> **WORK INSTRUCTION**: Your task is to retype each line of the data below exactly.

━━ EXERCISE MATERIAL

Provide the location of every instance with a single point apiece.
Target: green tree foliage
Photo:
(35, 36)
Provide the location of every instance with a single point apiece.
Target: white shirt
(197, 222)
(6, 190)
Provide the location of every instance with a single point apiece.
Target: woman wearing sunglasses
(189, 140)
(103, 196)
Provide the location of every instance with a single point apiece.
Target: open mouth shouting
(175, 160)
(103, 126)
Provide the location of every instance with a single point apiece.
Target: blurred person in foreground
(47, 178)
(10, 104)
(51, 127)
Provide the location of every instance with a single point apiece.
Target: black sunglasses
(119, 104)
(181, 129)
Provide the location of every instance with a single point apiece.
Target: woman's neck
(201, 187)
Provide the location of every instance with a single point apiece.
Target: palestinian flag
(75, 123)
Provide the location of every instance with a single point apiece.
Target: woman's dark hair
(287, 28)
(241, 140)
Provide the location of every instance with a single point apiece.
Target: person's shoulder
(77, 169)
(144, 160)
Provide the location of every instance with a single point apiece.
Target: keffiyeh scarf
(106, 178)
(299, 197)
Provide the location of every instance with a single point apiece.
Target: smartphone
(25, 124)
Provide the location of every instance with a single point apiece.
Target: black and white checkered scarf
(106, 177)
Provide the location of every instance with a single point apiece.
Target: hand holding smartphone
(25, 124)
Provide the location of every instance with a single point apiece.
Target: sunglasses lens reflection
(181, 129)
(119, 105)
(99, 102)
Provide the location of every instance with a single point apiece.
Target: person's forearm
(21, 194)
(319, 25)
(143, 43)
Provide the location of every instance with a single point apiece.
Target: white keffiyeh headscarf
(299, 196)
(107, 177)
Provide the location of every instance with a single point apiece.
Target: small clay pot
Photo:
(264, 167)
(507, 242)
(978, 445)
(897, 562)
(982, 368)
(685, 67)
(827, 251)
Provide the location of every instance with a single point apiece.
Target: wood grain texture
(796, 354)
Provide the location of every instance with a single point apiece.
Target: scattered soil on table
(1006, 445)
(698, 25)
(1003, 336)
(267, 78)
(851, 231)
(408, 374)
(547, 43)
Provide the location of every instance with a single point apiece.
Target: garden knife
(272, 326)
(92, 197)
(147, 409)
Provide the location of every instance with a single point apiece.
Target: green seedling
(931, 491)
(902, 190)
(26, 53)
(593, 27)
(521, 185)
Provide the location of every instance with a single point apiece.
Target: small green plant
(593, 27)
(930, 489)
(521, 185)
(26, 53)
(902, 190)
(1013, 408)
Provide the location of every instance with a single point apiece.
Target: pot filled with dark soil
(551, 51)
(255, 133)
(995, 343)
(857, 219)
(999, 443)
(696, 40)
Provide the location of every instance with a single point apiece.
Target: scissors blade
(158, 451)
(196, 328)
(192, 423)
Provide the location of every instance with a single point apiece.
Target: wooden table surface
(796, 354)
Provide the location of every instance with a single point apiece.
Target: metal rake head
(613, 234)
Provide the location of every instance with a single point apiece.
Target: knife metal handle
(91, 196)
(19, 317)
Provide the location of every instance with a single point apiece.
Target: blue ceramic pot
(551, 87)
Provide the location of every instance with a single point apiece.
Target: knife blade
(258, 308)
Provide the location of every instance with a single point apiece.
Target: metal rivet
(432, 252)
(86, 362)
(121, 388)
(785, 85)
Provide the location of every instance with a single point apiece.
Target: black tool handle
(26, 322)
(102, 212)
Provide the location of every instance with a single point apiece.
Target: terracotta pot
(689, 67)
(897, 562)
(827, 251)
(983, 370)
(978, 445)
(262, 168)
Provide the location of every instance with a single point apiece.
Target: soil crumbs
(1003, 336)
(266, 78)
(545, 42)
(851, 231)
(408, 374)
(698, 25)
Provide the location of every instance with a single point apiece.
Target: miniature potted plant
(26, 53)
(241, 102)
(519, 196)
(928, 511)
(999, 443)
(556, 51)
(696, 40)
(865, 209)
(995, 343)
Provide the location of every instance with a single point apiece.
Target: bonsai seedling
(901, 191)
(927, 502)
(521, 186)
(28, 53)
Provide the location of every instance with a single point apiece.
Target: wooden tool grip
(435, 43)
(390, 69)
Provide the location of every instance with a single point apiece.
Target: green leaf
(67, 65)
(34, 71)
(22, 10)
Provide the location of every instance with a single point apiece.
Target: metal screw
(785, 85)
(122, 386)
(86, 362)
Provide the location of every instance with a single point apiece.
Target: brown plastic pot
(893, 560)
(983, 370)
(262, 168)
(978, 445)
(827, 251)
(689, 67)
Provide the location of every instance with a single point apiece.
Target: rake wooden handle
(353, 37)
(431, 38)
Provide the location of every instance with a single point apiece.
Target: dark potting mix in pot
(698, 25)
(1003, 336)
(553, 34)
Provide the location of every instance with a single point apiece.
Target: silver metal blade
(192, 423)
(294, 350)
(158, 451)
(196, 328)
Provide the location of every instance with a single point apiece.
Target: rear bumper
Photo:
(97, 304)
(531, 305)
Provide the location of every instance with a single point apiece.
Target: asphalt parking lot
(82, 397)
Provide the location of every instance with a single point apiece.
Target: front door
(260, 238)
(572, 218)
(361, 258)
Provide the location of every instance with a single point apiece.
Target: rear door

━━━━

> **RESPONSE FOR THIS EXERCISE**:
Provide the location of every instance with a single point apiece.
Target: green tree foliage
Photo:
(35, 36)
Provide the location of every instance with a single point apiece.
Target: white shirt
(197, 222)
(6, 190)
Provide the location of every instance with a single point apiece.
Target: woman wearing sunglasses
(189, 140)
(103, 196)
Provide the location of every instance with a single point apiece.
Target: open mouth shouting
(175, 160)
(103, 126)
Provide the location of every instance with a single point apiece.
Target: blurred person in foreground
(47, 178)
(10, 104)
(51, 127)
Provide the location of every instance with a single point apiece.
Target: black sunglasses
(119, 104)
(181, 129)
Provide the location of every instance with a single point apiece.
Target: woman's neck
(201, 187)
Provide the location of every instance with a single point apiece.
Target: palestinian flag
(75, 123)
Provide the location of every instance with a single point apiece.
Target: woman's dark hair
(287, 28)
(241, 140)
Provide the location of every instance with a single point apiece.
Target: person's shoulder
(77, 169)
(144, 160)
Provide the location of every instance with a single point apiece.
Target: keffiyeh scarf
(106, 178)
(299, 197)
Provide the location of every instance with a single point apiece.
Target: smartphone
(25, 124)
Provide the location of every instance with a single point apiece.
Target: black and white checkered scarf
(106, 177)
Provide the location of every instance with a single point apiece.
Target: hand holding smartphone
(25, 124)
Provide the location of every instance with a single point apiece.
Target: sunglasses lens reflection
(181, 129)
(119, 105)
(99, 102)
Provide the location of every instance with a single point apiece.
Target: person's forearm
(21, 194)
(319, 25)
(143, 43)
Provide the location of every instance with a single point apiece.
Target: white keffiyeh headscarf
(299, 196)
(107, 177)
Provide the location of every instance with a single point apiece.
Target: small clay pot
Photo:
(264, 167)
(507, 242)
(978, 445)
(897, 562)
(982, 368)
(685, 67)
(827, 251)
Provide the location of every instance with a single point apiece.
Target: wood grain texture
(796, 354)
Provide the location of every instance with a single point apiece.
Target: scattered soil on table
(1006, 445)
(698, 25)
(1003, 336)
(267, 78)
(851, 231)
(408, 374)
(547, 43)
Provide the location of every instance with a single point apiece.
Target: garden knife
(272, 326)
(92, 197)
(147, 409)
Provide the location of every instance with a single point apiece.
Target: green seedling
(931, 491)
(902, 190)
(26, 53)
(593, 27)
(521, 185)
Provide the location of every instance with a single point apiece.
Target: small green plant
(593, 27)
(930, 489)
(521, 185)
(26, 53)
(902, 190)
(1013, 408)
Provide the location of every instance with a single point apiece.
Target: pot filled with dark soil
(551, 51)
(255, 133)
(995, 343)
(857, 219)
(999, 443)
(696, 40)
Provide the location of every instance with a single point apiece.
Target: scissors blade
(158, 451)
(196, 328)
(192, 423)
Provide the location of every instance with a single point apiece.
Target: wooden table surface
(796, 354)
Provide the location of every instance with a single point apiece.
Target: metal rake head
(613, 234)
Provide the location of every instance with a single point apiece.
Target: knife metal handle
(91, 196)
(19, 317)
Provide the location of every instance with a single point apiece.
Target: blue ceramic pot
(551, 87)
Provide the location of every instance with a single point apiece.
Target: knife blade
(258, 308)
Provide the location of every instance with a single point apiece.
Target: metal rivet
(432, 252)
(86, 362)
(121, 388)
(785, 85)
Provide the location of every instance with a single point apiece.
Target: black tool handle
(26, 322)
(102, 212)
Provide the location of every instance with a single point apiece.
Target: terracotta pot
(689, 67)
(897, 562)
(827, 251)
(983, 370)
(978, 445)
(262, 168)
Provide the location of every instance with a single point apiece.
Target: soil crumbs
(1003, 336)
(266, 78)
(545, 42)
(851, 231)
(408, 374)
(698, 25)
Provide the location of every instance with a single point apiece.
Target: miniature potted plant
(26, 53)
(241, 102)
(519, 196)
(928, 511)
(999, 443)
(556, 51)
(696, 40)
(865, 209)
(995, 343)
Provide the location of every instance with a single point apiece.
Target: bonsai seedling
(901, 191)
(927, 502)
(521, 186)
(28, 53)
Provide the location of every instance with a single point apiece.
Target: wooden tool grip
(435, 43)
(390, 69)
Provide the location of every instance with a single point apiece.
Target: green leaf
(67, 65)
(34, 71)
(22, 10)
Provide the location of every instance with a single point apiece.
Target: metal screw
(785, 85)
(122, 386)
(86, 362)
Provide the location of every instance with a single point apiece.
Target: brown plastic pot
(893, 560)
(983, 370)
(262, 168)
(978, 445)
(827, 251)
(689, 67)
Provide the location of every instance with a single point apiece.
Target: rake wooden handle
(353, 37)
(431, 38)
Provide the location of every instance with a single point apiece.
Target: dark potting mix in pot
(698, 25)
(1003, 336)
(553, 34)
Provide the location of every instance with a single point apiece.
Target: silver metal blade
(192, 423)
(294, 350)
(158, 451)
(196, 328)
Provide the location of every instance with a single point apiece.
Target: rear bumper
Photo:
(97, 304)
(531, 305)
Provide the location of every instance with a single point apiece.
Target: asphalt parking lot
(82, 397)
Provide the location of every instance with a single point apiece.
Target: front door
(260, 238)
(572, 218)
(361, 258)
Provide the location of every instance with a single point apiece.
Target: rear door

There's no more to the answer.